GIVEN PROBLEM 1 =
In the review of Brutal, what does the masked character use to decide which agonies his hostage will suffer next?
GIVEN PROBLEM 2 =
Rewrite everything in the review of Brutal from "Before watching Brutal, I'd" down to "an off-kilter brain.", substituting "wire cutters" for "pliers".
GIVEN PROBLEM 3 =
Pick up the review of Brutal after its final sentence and keep writing.

EXCERPTED PASSAGE =
····················
The movie is named after Stevens' character, a large, masked psychopath who uses a cheaply made roulette wheel to determine which agonies his hostage, Carl (A. Michael Baldwin), will suffer next. After twenty minutes of extremely convincing fingernail-pulling, gasoline dousing, and sander-to-the-kneecaps action, I wondered if I could survive another hour-plus--and if I'd maybe gotten too old for torture porn.

Before watching Brutal, I'd considered "torture porn" to be an exaggeration, an easy phrase dreamt up by concerned-parents groups to write off the Saw and Hostel movies. Any honest person who takes the time to watch them should be able to distinguish between the Lady Bathory scene from Hostel 2 and, say, George Clooney's interrogation in Syriana: one is over-the-top horror that's not easily accomplished by average people; one is fetishistic in its intimacy, and simple enough to pull off with a rope, pliers, and an off-kilter brain.

Neither qualifies as torture porn, though, because they A) serve their respective films' stories and B) come and go quickly enough that no viewer could assume the overall intent is to showcase mutilation exclusively. Stevens pushes through that gray area, front-loading his movie nothing but graphic misery and sadness. It made me sick and depressed, and I wanted nothing more than to turn it the hell off.
····················
PROVIDED RECORDS =
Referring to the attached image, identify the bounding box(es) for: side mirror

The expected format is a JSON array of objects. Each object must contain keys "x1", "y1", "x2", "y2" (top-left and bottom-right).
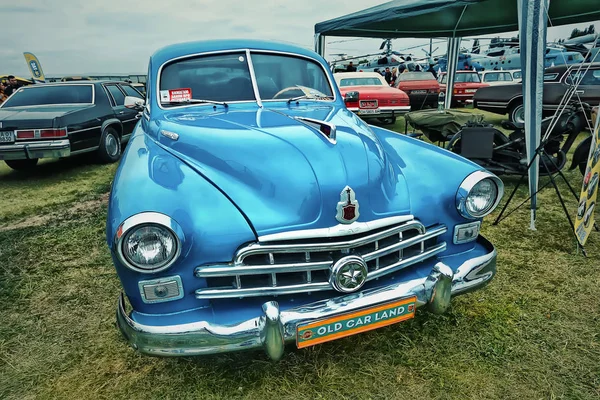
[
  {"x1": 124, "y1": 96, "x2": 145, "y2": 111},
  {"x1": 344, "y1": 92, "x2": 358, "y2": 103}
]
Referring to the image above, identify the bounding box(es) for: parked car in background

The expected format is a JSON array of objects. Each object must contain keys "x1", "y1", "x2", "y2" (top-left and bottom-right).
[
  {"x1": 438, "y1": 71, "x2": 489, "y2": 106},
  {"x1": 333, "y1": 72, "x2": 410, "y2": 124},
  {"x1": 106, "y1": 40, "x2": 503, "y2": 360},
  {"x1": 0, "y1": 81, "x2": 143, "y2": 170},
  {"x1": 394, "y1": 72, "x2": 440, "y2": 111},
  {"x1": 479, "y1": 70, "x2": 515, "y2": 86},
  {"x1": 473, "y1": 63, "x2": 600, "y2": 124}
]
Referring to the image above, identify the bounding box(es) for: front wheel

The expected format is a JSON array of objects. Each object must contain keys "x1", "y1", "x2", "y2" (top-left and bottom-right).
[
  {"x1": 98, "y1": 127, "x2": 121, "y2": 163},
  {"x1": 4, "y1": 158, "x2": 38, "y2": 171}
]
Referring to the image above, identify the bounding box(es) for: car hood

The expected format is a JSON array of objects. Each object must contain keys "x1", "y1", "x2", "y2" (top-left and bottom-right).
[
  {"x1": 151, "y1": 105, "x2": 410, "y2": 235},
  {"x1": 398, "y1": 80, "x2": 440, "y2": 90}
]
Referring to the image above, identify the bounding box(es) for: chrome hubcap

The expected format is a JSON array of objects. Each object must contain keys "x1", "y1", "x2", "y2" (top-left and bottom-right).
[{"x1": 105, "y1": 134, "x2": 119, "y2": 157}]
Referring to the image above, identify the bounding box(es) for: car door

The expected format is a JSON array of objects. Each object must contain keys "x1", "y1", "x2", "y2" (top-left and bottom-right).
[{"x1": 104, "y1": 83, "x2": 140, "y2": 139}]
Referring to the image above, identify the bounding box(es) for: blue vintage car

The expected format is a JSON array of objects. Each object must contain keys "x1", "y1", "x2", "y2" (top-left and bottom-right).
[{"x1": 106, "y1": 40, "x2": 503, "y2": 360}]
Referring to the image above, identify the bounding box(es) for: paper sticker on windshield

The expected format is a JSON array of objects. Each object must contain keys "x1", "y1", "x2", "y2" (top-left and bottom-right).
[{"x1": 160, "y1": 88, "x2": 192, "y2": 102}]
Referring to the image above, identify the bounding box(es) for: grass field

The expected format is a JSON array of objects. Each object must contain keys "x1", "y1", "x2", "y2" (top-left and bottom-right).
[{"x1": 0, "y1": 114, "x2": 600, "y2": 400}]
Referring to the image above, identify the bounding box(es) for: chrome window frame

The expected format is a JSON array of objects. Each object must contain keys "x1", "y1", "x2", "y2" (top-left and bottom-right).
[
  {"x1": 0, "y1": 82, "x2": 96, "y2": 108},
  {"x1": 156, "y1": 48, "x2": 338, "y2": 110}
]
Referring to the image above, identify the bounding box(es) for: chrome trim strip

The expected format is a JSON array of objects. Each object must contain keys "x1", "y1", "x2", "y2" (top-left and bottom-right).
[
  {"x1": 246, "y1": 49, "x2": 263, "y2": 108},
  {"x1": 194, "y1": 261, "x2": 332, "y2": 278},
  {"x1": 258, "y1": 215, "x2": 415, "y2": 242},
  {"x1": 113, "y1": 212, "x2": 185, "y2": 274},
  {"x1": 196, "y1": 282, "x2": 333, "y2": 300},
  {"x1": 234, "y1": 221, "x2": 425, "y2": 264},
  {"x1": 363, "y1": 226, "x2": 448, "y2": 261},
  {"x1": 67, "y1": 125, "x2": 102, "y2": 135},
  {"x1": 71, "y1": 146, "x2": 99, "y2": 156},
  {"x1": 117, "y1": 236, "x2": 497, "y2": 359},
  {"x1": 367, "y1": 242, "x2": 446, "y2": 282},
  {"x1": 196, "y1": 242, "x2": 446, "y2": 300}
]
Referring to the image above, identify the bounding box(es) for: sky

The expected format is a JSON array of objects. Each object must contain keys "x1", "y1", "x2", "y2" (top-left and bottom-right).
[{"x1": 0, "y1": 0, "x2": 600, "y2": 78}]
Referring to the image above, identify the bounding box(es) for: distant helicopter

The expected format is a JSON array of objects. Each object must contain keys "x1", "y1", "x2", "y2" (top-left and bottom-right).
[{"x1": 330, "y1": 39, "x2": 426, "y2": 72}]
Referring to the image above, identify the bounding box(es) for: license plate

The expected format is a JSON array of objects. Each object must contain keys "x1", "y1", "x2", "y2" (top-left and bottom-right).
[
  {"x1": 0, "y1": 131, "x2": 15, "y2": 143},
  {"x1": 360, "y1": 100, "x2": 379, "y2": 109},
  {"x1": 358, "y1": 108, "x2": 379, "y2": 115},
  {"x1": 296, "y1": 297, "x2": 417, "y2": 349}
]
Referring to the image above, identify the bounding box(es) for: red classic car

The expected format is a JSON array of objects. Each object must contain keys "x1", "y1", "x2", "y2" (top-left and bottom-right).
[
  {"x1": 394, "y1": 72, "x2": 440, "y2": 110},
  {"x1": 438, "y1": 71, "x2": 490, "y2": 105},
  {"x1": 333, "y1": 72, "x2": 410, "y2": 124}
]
····················
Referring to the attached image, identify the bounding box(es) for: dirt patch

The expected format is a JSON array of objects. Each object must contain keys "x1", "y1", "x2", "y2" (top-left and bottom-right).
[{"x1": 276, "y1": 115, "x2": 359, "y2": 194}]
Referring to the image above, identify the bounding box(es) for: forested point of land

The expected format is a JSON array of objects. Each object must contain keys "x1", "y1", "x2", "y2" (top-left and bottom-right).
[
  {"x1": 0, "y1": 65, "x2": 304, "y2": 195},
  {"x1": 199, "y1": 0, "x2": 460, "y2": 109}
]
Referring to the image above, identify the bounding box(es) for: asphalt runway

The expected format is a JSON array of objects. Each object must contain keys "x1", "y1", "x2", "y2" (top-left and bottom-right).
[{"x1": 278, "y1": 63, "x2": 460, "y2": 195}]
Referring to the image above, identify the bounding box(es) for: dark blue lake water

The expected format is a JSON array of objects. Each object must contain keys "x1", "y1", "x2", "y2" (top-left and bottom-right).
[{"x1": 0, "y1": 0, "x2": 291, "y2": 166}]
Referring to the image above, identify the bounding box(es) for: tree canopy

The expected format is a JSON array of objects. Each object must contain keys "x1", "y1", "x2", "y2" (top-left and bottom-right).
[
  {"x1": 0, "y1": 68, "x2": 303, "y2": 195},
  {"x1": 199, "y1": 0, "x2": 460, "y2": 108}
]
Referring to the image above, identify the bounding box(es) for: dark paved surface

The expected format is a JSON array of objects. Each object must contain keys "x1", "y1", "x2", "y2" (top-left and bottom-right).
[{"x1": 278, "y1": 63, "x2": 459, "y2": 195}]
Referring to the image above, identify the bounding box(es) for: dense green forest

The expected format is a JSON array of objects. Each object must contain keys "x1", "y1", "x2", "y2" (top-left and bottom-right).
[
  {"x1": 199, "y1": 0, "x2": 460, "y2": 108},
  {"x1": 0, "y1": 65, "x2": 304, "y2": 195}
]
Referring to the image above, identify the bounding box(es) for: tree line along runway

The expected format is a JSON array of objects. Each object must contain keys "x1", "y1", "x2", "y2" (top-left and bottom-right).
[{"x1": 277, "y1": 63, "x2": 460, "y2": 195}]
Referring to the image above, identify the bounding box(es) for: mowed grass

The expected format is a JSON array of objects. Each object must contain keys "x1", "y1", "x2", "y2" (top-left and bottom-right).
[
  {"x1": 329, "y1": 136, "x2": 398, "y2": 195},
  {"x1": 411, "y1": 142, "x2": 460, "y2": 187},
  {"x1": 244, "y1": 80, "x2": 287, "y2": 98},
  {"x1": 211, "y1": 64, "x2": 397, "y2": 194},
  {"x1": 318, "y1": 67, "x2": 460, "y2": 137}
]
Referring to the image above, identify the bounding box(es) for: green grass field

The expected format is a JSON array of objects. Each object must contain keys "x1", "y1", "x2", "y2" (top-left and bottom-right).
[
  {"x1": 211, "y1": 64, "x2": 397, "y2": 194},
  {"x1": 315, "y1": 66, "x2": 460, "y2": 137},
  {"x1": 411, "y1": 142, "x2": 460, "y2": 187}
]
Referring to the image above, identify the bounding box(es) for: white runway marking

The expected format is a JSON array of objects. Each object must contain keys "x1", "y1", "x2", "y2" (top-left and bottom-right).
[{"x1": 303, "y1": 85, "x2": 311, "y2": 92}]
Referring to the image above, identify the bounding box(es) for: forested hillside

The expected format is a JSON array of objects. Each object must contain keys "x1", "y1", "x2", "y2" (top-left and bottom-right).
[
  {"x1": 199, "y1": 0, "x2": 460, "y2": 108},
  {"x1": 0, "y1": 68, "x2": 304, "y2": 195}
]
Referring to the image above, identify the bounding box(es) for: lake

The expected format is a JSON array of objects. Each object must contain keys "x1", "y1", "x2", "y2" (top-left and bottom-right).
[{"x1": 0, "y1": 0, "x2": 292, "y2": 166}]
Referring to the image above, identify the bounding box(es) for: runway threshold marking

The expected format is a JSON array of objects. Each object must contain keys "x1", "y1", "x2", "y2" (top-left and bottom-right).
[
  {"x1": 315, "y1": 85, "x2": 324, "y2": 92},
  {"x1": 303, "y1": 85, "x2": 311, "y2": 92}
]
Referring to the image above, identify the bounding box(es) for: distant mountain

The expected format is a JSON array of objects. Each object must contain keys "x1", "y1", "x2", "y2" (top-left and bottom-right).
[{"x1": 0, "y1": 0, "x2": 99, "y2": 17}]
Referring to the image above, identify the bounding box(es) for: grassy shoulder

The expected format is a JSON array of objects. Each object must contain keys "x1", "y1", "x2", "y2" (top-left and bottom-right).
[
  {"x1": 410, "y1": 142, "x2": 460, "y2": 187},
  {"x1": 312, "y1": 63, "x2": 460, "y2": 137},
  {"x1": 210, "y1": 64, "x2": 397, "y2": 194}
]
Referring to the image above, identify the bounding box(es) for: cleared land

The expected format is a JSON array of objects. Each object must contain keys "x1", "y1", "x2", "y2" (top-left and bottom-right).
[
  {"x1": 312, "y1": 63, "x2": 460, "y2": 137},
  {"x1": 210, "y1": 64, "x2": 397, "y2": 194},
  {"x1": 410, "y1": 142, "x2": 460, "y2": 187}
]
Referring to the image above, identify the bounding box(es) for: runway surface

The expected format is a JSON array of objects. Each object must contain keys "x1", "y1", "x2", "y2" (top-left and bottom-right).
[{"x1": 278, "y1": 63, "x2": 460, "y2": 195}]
····················
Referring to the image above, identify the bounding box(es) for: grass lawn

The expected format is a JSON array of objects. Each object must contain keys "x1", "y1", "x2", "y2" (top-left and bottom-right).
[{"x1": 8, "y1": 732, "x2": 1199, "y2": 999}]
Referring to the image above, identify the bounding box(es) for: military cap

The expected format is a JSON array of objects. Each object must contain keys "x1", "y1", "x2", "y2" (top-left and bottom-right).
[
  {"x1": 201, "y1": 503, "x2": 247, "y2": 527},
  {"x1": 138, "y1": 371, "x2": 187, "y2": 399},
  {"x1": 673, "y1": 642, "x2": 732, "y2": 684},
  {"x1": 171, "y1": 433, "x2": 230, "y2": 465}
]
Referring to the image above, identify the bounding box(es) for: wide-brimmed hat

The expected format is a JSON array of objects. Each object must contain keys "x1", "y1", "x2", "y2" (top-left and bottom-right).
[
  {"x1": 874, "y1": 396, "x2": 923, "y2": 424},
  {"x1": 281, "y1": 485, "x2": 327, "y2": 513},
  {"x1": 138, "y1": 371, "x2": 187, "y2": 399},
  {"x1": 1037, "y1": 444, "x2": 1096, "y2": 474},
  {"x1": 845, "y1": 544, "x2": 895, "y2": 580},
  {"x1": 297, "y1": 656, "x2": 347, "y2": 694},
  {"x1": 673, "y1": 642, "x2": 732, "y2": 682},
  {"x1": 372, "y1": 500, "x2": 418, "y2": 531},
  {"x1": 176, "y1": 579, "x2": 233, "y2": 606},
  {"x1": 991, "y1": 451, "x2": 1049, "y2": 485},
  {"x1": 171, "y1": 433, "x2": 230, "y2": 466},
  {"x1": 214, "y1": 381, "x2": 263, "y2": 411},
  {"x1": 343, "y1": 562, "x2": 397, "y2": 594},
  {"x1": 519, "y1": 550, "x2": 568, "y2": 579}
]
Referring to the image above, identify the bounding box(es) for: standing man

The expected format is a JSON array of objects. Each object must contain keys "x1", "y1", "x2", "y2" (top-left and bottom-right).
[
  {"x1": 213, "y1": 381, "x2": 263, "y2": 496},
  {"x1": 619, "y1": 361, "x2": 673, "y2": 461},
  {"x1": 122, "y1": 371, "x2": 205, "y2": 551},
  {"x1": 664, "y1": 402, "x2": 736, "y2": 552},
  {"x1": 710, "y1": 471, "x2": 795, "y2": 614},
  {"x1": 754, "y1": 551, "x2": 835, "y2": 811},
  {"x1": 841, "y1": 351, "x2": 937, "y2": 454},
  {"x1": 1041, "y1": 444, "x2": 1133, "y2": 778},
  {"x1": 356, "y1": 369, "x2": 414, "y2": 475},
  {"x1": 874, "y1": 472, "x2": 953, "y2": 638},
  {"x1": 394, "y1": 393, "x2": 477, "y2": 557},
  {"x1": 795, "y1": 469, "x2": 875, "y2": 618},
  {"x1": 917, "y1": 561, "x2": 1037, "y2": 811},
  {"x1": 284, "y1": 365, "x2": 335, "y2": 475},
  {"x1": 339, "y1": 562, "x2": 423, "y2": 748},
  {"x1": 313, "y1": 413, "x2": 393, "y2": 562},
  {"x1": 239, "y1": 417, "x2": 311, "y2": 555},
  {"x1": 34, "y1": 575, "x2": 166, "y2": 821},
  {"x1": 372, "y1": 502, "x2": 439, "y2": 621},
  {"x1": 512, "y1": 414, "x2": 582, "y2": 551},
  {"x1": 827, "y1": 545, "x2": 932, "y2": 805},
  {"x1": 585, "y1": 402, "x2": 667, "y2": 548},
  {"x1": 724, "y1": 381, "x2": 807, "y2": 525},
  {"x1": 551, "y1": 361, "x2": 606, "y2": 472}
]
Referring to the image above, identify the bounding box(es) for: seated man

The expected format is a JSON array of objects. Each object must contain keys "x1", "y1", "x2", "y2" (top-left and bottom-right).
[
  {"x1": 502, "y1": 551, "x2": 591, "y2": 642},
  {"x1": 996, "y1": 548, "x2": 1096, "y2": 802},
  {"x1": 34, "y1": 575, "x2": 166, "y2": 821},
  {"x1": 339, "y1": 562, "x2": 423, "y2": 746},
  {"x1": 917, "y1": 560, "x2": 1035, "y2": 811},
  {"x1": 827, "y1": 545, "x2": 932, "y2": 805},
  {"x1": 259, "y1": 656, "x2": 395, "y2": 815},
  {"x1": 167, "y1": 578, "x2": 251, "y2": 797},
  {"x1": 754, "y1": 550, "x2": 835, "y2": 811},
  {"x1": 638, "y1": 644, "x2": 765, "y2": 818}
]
····················
TASK RESPONSE 1 =
A cheaply made roulette wheel.

TASK RESPONSE 2 =
Before watching Brutal, I'd considered "torture porn" to be an exaggeration, an easy phrase dreamt up by concerned-parents groups to write off the Saw and Hostel movies. Any honest person who takes the time to watch them should be able to distinguish between the Lady Bathory scene from Hostel 2 and, say, George Clooney's interrogation in Syriana: one is over-the-top horror that's not easily accomplished by average people; one is fetishistic in its intimacy, and simple enough to pull off with a rope, wire cutters, and an off-kilter brain.

TASK RESPONSE 3 =
Having said all that, I can't recommend this film enough.

Explaining why necessitates heading deep into spoiler country. The movie will have a limited DVD run in September, and may pop up at some festivals--so you're either going to have to trust me on this, or decide that you don't care either way and keep reading. If you have the stomach and the patience for it, I suggest watching Brutal and then checking back in for my thoughts on one of the most impressive debuts I've ever seen.

Besides a flashback montage and some police station cut-aways, the entire movie takes place in a basement. Carl wakes up handcuffed to a chair, with a sack over his head. Minutes later, he's joined by Richard "Brutal" Lachman, who tortures him almost wordlessly for forty minutes; as the roulette wheel spun by each avenue of pain, my stomach sank at the prospect of having to watch more household items do despicable things. I had the same reaction to one of Martyrs' closing scenes, in which a girl is beaten for days on end, which amounts to what must have been five or ten minutes of screen time; both films stretched the limits of my "No Walking Out" policy.

The first half's saving grace is the mood that Stevens sets through repetition. Brutal doesn't take joy in anything he does, as if he's a good man called to do God's dirty work; we know from some opening-scene surveillance footage that he's been following Carl for awhile, but it's unclear what he did to warrant this degree of punishment.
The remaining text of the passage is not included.